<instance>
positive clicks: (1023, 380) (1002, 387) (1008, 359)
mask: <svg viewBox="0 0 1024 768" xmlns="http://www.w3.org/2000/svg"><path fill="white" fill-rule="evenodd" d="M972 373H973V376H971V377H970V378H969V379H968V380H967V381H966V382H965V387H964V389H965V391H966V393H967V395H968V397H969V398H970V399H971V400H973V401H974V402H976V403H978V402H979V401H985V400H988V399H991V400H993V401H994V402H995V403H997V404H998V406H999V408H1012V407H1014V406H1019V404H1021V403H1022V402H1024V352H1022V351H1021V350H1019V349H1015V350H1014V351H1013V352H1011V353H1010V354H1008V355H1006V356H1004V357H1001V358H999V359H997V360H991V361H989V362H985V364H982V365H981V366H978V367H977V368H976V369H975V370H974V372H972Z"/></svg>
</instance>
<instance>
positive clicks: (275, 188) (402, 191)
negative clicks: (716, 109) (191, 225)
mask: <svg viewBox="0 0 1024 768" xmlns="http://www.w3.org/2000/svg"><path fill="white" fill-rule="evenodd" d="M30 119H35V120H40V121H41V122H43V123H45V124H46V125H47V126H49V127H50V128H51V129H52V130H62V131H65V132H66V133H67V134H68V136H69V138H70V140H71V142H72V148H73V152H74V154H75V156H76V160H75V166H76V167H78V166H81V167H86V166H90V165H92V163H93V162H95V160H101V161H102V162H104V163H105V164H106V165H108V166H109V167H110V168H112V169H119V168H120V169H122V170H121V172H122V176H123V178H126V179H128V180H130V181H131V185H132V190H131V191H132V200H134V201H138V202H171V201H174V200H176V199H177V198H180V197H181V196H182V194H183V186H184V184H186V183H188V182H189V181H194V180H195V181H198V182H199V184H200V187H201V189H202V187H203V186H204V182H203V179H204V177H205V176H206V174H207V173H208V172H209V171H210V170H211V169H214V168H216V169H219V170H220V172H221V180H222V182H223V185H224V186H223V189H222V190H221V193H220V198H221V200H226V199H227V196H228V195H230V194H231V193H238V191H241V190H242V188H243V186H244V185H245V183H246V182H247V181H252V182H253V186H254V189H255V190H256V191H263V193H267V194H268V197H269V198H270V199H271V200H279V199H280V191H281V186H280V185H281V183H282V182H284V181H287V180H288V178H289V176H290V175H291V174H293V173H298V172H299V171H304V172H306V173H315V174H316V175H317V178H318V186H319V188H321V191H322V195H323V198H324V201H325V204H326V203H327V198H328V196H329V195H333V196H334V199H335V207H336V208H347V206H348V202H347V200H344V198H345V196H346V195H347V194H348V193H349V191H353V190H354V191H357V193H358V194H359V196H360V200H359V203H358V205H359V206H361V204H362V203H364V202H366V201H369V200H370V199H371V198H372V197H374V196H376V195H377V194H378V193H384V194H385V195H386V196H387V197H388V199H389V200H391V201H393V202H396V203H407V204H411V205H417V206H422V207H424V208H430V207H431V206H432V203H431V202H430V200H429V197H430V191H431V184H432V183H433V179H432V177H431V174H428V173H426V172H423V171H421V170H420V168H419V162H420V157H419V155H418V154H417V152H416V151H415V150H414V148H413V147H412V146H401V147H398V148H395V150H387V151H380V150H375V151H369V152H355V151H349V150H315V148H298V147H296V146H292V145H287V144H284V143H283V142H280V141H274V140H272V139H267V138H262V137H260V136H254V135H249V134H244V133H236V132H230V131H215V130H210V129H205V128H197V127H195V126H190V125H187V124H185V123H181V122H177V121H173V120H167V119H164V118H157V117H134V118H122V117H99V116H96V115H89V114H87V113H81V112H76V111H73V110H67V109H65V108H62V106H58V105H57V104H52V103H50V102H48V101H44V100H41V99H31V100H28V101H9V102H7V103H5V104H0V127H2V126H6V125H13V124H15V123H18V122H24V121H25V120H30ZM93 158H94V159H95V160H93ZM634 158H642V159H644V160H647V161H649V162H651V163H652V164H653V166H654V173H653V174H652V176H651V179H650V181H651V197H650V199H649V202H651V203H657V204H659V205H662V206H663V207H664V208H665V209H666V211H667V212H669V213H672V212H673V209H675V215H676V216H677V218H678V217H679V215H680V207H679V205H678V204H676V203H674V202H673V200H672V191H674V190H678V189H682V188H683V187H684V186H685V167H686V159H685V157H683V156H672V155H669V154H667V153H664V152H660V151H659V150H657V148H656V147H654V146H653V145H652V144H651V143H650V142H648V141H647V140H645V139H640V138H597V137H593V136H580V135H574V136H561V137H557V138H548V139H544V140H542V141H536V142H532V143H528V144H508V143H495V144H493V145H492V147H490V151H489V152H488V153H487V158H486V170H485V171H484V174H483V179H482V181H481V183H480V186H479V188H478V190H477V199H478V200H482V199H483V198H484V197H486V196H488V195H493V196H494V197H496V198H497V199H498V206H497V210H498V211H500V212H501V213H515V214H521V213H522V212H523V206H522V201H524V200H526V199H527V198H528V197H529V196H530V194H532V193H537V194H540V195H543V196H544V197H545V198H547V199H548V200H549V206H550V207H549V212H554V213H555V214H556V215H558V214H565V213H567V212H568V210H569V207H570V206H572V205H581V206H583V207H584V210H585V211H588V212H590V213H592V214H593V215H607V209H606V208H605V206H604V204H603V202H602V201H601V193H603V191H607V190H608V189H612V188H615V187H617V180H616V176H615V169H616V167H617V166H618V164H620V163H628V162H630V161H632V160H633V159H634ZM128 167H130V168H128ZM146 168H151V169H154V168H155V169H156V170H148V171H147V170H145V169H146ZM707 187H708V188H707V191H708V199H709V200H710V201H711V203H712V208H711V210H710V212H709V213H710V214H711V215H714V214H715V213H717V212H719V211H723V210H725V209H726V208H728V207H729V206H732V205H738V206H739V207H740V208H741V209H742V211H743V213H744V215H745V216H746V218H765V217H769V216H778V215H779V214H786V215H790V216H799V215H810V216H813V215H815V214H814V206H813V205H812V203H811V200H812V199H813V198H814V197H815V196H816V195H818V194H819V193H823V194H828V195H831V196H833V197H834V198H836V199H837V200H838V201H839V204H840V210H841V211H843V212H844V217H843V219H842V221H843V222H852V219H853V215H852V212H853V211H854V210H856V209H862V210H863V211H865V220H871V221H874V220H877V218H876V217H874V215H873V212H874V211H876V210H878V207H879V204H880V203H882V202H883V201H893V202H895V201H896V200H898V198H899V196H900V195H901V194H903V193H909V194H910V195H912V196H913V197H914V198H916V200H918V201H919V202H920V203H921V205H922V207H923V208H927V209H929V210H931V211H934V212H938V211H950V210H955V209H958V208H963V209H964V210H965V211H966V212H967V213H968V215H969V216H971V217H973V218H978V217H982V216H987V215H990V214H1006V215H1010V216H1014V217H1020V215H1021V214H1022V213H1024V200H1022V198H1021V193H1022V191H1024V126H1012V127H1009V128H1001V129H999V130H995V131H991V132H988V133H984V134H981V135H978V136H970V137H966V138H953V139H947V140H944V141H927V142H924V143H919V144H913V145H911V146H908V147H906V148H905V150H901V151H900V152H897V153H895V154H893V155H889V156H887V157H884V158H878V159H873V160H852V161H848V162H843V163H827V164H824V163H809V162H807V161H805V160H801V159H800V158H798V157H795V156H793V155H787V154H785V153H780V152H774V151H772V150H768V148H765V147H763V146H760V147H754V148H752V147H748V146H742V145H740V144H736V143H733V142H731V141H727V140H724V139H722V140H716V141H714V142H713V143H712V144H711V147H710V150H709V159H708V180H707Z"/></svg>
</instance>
::::
__WHAT YOU HAVE TO DO__: Answer with a single number, the count of lines above that contain "clicks".

__WRITTEN ANSWER__: 3